## GOAL
Rewrite only the lines from the one containing "Tag the zucchini" through the one containing "[[392, 902], [479, 867]]", inclusive, with "zucchini slice" changed to "squash round" and nothing else altered.

(Lines of data)
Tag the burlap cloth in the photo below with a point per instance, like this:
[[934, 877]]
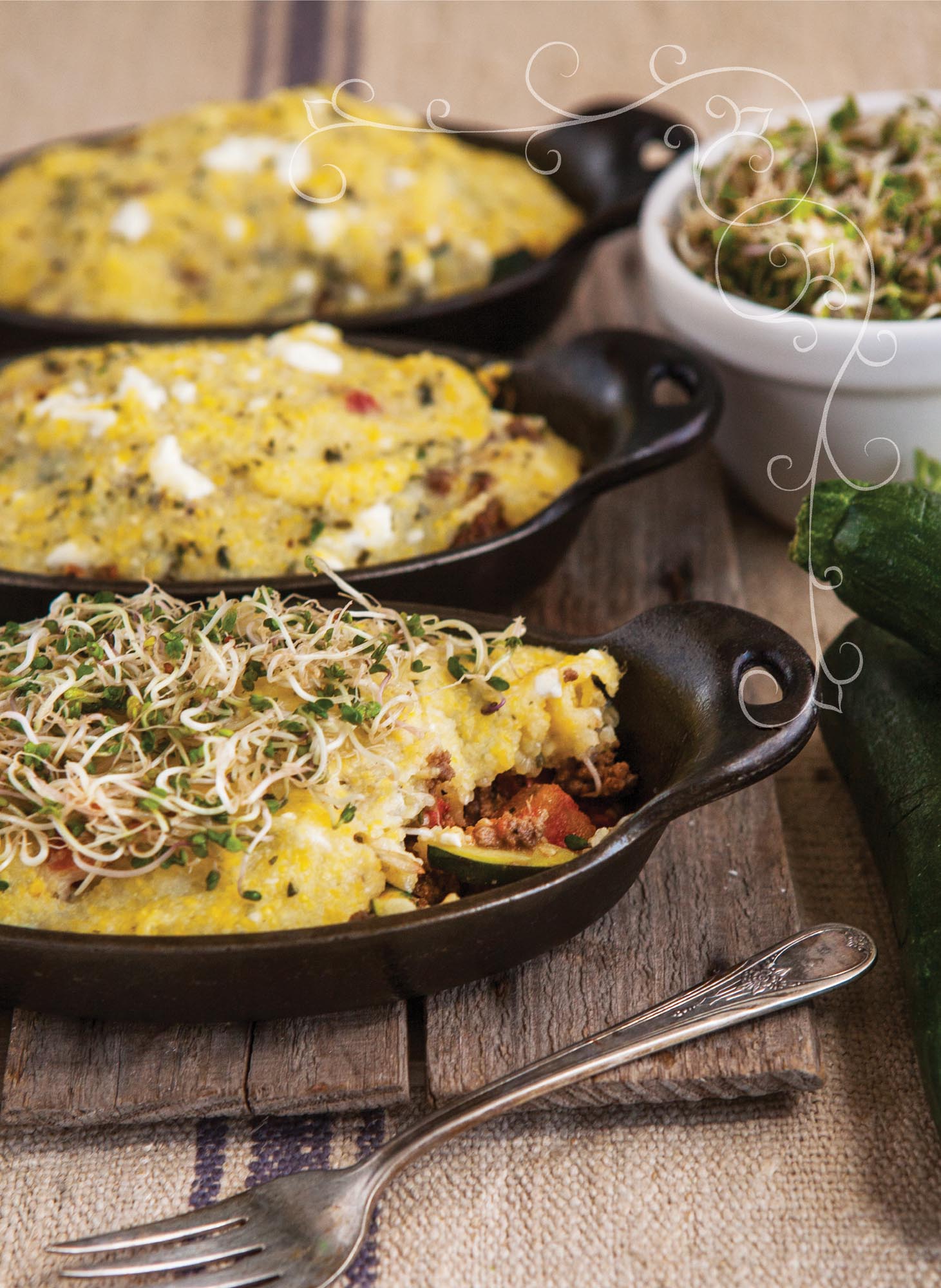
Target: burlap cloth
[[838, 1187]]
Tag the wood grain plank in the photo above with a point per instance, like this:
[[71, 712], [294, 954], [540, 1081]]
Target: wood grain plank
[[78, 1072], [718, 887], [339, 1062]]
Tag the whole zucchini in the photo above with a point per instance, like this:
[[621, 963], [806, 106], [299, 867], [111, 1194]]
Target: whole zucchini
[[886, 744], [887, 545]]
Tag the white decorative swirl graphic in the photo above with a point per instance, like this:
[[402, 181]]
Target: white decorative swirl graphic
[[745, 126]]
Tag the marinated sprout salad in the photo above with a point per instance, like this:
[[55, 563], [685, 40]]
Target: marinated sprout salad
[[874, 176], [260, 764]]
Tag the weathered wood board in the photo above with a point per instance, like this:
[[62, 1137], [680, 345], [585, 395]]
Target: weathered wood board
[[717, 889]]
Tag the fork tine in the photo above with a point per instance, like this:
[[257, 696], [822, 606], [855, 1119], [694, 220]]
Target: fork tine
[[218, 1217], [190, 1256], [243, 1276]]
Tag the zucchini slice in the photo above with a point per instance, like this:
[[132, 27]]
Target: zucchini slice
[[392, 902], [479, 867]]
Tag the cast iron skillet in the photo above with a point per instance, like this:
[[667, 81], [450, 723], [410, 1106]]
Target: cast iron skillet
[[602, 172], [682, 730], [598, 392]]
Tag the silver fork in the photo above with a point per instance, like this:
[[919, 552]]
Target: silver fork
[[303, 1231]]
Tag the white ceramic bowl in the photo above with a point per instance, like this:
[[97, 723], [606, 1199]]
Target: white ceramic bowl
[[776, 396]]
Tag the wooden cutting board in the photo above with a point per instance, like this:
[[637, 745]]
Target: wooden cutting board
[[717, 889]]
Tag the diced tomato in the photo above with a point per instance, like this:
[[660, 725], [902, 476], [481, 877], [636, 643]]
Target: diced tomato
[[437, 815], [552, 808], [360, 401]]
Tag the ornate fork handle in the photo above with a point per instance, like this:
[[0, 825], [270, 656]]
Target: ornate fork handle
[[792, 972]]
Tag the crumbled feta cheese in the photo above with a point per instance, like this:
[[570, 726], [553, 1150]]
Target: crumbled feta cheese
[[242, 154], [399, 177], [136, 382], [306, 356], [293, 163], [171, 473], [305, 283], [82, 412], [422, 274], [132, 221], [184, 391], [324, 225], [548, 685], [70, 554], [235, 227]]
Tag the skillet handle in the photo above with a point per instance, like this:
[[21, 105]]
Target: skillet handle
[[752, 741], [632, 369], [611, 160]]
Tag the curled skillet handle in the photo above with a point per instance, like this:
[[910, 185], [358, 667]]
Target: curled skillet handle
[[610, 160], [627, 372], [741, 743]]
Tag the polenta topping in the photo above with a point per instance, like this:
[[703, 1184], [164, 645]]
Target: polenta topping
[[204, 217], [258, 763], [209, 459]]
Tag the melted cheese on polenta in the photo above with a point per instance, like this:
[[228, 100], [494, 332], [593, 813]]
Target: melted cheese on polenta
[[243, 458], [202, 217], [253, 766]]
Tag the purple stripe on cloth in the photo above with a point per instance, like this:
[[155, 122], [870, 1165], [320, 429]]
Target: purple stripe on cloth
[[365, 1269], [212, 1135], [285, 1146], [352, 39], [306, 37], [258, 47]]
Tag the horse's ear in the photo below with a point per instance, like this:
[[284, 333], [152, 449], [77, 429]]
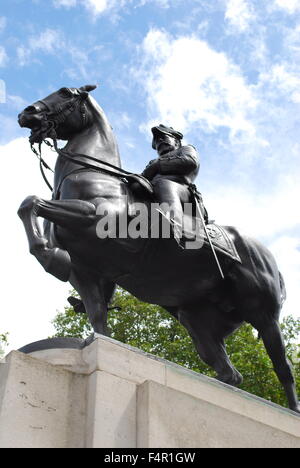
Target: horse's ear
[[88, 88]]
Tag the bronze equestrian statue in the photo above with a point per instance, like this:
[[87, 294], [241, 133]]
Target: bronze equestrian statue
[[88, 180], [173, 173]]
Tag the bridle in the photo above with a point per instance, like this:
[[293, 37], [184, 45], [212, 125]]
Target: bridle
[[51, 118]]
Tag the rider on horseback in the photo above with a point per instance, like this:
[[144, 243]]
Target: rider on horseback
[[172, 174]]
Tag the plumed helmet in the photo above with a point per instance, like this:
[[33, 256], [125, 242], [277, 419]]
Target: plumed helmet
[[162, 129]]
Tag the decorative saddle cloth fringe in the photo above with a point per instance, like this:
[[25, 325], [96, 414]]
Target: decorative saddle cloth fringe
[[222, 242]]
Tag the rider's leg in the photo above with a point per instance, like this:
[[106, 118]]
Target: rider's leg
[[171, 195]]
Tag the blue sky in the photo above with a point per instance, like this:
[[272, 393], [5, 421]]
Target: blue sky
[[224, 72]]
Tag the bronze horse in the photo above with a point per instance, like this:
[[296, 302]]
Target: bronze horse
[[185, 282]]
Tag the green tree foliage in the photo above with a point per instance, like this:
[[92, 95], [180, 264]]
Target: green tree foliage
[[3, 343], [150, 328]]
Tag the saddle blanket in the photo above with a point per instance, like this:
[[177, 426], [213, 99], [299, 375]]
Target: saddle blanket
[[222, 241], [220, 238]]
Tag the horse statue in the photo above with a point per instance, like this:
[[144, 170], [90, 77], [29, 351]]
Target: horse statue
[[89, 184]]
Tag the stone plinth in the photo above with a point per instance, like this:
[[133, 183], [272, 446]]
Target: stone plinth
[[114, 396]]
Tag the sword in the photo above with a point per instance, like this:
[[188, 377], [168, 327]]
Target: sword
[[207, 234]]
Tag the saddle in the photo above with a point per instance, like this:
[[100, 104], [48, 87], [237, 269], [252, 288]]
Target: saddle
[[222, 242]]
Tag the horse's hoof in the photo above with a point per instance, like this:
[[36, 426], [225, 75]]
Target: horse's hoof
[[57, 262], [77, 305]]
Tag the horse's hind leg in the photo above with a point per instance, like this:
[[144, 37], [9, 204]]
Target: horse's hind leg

## OUTPUT OF THE EXERCISE
Tag the squash round in the photo above with a point per instance, like this:
[[132, 27]]
Target: squash round
[[392, 902], [479, 867]]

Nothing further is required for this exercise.